-------- Document source --------

Le premier mort qui parle, en fait, on le trouve dans Mère Biscuit : c’est la mère qui vient, quarante ans après son enterrement, rendre visite à sa fille mourante. Mais on ne la voit pas, on ne l’entend pas. C’était une première manière d’approcher la chose. Dans Le Corps des anges, il m’est apparu que je pouvais faire parler les morts directement. Dans l’économie propre à ce livre-là, ça me paraissait cohérent avec l’ensemble du propos. Je n’aurais pas échappé à l’écueil si ça n’avait pas été cohérent.
Pour moi, il y a une manière assez naturelle d’introduire ces éléments-là. Je fais attention sur le strict plan technique que ce ne soit pas grand guignolesque. Que ce soit le moins heurté, le plus doux possible. Pour le reste, je pense que l’essentiel du travail c’est le temps, de n’y aller que lorsqu’on est prêt.
L’apparition des morts, c’est souvent assez drôle chez vous.
C’est une manière d’éviter les écueils et c’est aussi une manière pour moi de montrer que ce n’est pas morbide. Pouvoir parler avec les morts, c’est une chance, c’est une force : peu de chose peut donner cette force-là. La littérature, pour moi, est aussi là pour ça : parler avec les morts et gagner de la force à leur contact.
Si l’écriture ne prenait pas ce rôle, il ne resterait que la religion. On sent, au fur et à mesure que vous écrivez, une part sinon religieuse, du moins mystique prendre de plus en plus de place. C’est même une dimension essentielle de L’Amant des morts. Êtes-vous devenu croyant en suivant le chemin de votre écriture ?
Absolument pas. Je suis toujours aussi athée. La chose qui a changé par rapport à mon éducation, c’est qu’entre-temps, je me suis mis à fréquenter la Bible. J’ai lu attentivement des textes qui m’ont impressionné. Je pourrais dire par exemple que Mère Biscuit est sorti tout droit de ma lecture d’Ezéchiel. Dans ces textes de la Bible, il y a d’une part un potentiel de mystère et d’autre part un potentiel d’exploitation qui est gigantesque. Dans la mesure où ces textes ont façonné une bonne partie de la civilisation humaine, c’est bien le signe que c’est un réservoir inépuisable. La Bible contient en germe toute l’histoire des hommes et donc forcément on y retrouve ce dont on est tributaire.

--------

Recopiez le passage du document source allant de « Pour moi, il » jusqu'à « à leur contact. » inclus, en substituant « défunts » à « morts ». Les lignes n'ont aucun lien avec le document source.

-------- Données recueillies --------

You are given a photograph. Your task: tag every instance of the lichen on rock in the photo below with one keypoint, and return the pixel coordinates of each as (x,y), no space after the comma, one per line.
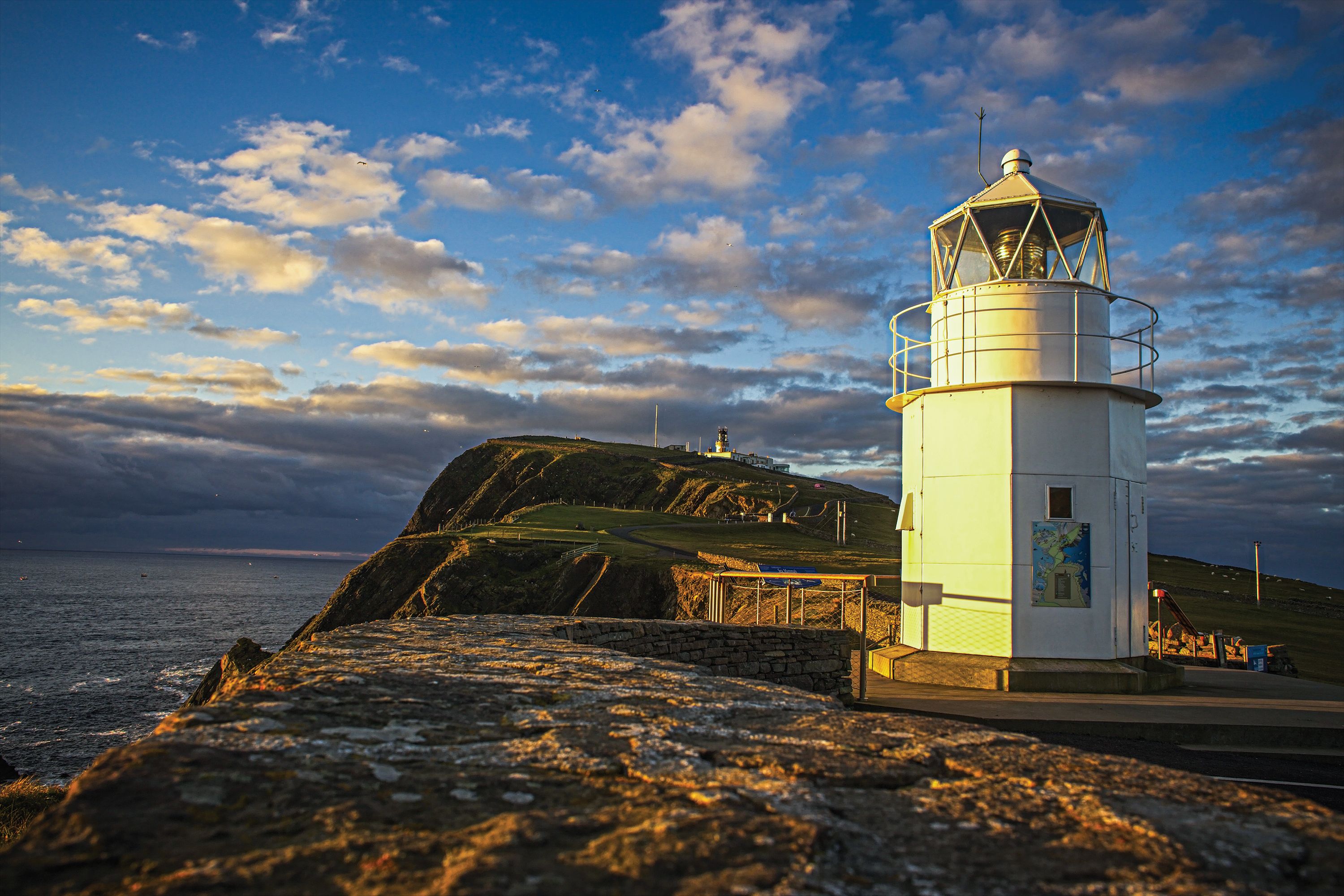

--------

• Corrigé:
Pour moi, il y a une manière assez naturelle d’introduire ces éléments-là. Je fais attention sur le strict plan technique que ce ne soit pas grand guignolesque. Que ce soit le moins heurté, le plus doux possible. Pour le reste, je pense que l’essentiel du travail c’est le temps, de n’y aller que lorsqu’on est prêt.
L’apparition des défunts, c’est souvent assez drôle chez vous.
C’est une manière d’éviter les écueils et c’est aussi une manière pour moi de montrer que ce n’est pas morbide. Pouvoir parler avec les défunts, c’est une chance, c’est une force : peu de chose peut donner cette force-là. La littérature, pour moi, est aussi là pour ça : parler avec les défunts et gagner de la force à leur contact.